本文抜粋 -
____________

More than 3 years have passed since last update.

pixivpyで5000人以上フォローしているユーザーを取得できない問題を解決案（番外編4）

Last updated at 2021-11-19Posted at 2021-04-05

はじめに

pythonのpixivpyにはpixivpyという非公式のライブラリがあるのだが、
どうやら現在私が書いた記事の方法だと、フォローしているユーザーをすべて取得できないらしい。

なので分析するとともに、新しい方法で取得した。

きっかけ

@fukubucho_ さんのコメント

すみません、追加でお聞きしたいのですが、ID getterには取得上限などあるのでしょうか？
6600フォローしてるのですが、何度IDを取り直しても30×167=5010フォローしか取れないので…

とあるので調査してみた
今回はこの記事を読んでいること、使っていることを前提としています。

1.原因の調査

現在自分のフォローしているユーザーを取得するスクリプトはこちらである。

pixiv_follow_id_getter.py

# -*- coding: utf-8 -*-
"""
Created on Tue Nov 16 20:58:22 2021

@author: yuki
"""

from pixivpy3 import *
import json
import copy
from time import sleep
import datetime


# client.jsonの読み込み処理
f = open("client.json", "r")
client_info = json.load(f)
f.close()





# 2021/2/21ログイン方法変更
# 2021/11/9　api(PixivAPI())削除
aapi = AppPixivAPI()

____________

提供情報 -
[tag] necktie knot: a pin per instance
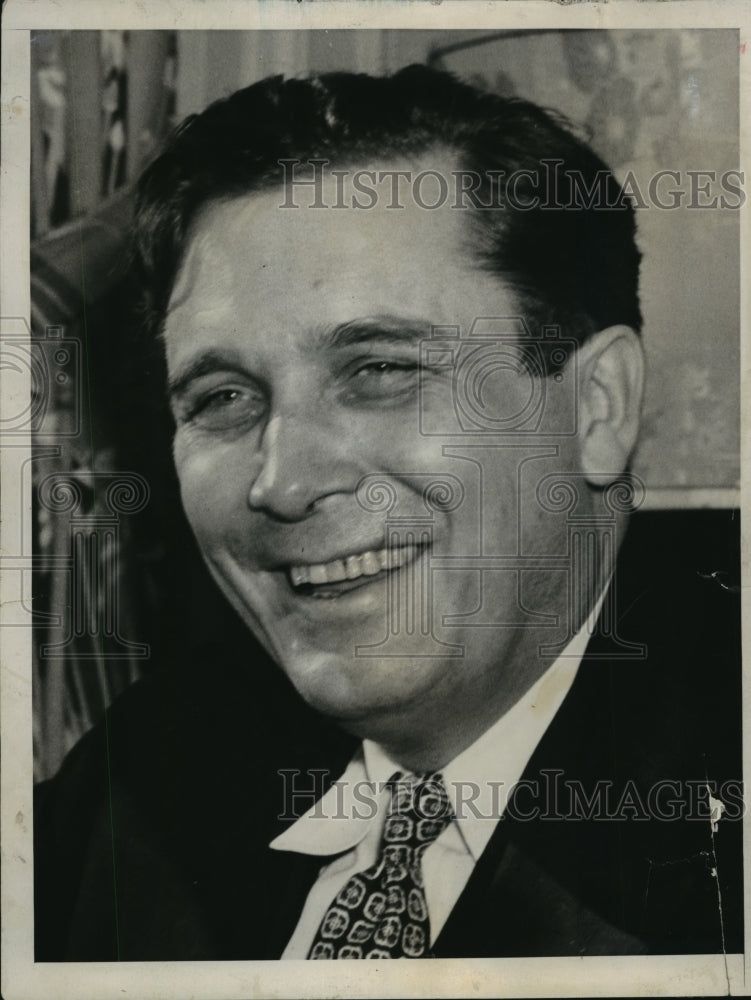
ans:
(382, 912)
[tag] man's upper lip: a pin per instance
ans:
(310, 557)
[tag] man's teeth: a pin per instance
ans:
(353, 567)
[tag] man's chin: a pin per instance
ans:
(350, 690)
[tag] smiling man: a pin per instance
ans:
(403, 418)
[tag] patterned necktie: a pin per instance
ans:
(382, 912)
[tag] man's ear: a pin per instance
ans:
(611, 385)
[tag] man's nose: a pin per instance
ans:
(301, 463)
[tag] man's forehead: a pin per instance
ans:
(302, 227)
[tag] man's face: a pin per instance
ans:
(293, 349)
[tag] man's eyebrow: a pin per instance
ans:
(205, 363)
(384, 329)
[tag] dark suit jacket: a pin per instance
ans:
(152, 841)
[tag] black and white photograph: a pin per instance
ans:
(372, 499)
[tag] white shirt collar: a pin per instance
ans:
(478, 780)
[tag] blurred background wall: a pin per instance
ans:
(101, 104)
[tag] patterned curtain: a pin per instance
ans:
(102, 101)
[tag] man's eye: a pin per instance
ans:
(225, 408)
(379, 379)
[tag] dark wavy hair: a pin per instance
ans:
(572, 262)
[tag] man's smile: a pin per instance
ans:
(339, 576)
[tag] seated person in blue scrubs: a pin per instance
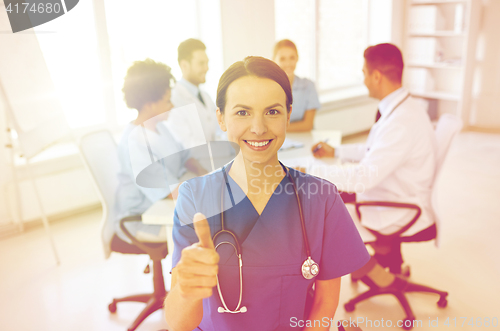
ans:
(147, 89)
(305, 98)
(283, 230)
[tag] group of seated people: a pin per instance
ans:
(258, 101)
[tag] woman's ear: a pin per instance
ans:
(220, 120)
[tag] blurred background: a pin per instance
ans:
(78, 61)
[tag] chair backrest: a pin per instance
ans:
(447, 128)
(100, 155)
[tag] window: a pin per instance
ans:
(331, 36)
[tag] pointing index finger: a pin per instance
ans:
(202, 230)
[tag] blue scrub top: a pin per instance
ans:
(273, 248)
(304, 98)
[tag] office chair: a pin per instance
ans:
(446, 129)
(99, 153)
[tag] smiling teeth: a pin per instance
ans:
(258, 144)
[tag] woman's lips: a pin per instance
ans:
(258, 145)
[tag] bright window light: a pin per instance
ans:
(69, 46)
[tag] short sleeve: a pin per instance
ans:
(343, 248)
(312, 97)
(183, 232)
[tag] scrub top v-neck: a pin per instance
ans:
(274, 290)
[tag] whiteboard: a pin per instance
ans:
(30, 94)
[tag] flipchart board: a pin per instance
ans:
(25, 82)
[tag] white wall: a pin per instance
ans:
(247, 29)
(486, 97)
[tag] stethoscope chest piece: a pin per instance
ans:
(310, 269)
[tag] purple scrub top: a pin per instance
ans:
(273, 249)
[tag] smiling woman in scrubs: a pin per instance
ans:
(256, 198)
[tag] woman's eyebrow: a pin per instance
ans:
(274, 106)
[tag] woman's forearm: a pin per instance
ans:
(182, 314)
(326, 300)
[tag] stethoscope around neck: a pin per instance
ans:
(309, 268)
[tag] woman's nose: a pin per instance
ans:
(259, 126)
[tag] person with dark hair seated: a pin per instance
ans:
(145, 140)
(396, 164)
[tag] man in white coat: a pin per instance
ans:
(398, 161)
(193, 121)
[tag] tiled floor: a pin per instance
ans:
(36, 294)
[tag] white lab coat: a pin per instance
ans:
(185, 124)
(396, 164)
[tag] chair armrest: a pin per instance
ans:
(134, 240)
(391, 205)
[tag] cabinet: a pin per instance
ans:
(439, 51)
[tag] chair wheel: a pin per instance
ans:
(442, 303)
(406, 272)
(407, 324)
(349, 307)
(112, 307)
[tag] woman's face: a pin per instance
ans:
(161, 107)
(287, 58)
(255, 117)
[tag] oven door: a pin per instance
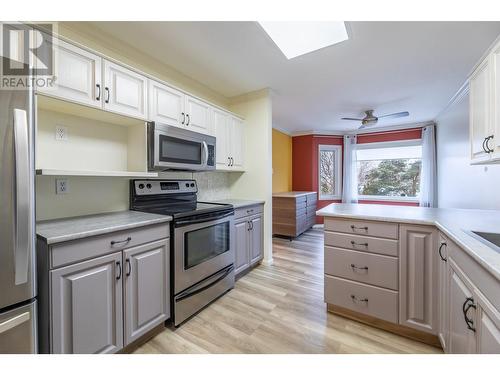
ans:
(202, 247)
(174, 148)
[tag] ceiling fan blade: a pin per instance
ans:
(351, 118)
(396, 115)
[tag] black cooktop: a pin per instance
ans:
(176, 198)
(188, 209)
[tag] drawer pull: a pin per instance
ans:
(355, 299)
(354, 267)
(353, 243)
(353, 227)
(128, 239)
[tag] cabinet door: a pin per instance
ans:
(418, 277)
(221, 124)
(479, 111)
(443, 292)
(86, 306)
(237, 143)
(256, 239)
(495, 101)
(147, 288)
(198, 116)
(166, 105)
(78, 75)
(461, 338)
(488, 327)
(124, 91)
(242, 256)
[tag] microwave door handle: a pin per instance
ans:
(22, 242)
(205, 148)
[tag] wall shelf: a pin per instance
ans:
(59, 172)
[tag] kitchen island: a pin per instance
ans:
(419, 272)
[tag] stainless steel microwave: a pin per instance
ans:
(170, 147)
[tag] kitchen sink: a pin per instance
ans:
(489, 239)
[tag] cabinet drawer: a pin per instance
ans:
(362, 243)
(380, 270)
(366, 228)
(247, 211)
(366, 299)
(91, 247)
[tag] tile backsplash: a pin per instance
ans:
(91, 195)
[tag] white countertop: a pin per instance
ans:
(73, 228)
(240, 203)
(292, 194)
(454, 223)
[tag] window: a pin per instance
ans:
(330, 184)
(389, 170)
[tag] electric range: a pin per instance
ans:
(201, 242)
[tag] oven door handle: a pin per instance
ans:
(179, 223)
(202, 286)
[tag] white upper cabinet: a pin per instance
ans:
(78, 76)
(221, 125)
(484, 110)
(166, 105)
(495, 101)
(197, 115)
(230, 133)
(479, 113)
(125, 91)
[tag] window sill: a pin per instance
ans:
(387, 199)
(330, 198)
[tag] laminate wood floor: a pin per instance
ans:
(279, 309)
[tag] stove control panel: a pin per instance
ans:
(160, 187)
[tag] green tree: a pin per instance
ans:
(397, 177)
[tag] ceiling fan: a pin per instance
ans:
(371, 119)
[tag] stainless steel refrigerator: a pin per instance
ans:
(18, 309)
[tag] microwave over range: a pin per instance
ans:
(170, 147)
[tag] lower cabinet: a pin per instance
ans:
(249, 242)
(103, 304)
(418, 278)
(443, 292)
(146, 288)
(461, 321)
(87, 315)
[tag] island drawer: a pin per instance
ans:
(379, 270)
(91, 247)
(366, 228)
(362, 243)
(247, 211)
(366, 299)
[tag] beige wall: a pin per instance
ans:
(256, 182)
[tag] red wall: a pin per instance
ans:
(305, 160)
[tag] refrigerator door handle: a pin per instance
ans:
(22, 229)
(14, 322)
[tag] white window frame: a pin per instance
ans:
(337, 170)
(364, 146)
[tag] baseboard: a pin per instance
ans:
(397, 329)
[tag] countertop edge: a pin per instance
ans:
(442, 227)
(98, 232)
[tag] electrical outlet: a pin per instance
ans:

____________

課題要件 A -
次の(i)〜(iii)は本文抜粋の内容と合っていますか？それぞれ「はい」か「いいえ」で答え、判断の決め手となる本文抜粋の語句を原文のまま引用してください。
(i) コメントを寄せた人は6600人をフォローしているが、5010人分しか取得できないと述べている。
(ii) 著者は原因の分析だけを行い、新しい方法での取得はしていない。
(iii) 掲載されたスクリプトはclient.jsonというファイルを読み込む。
課題要件 B -
本文抜粋の要点を2文でまとめるとどうなりますか？

解答結果 A -
(i) はい。「6600フォローしてるのですが、何度IDを取り直しても30×167=5010フォローしか取れないので…」
(ii) いいえ。「なので分析するとともに、新しい方法で取得した。」
(iii) はい。「f = open("client.json", "r")」

解答結果 B -
著者が以前の記事で書いた方法では、非公式ライブラリpixivpyを使ってもフォローしているユーザーをすべては取得できないらしいことが分かった。6600人をフォローしていても5010人分しか取れないというコメントをきっかけに、著者は原因を調べ、新しい方法で取得した。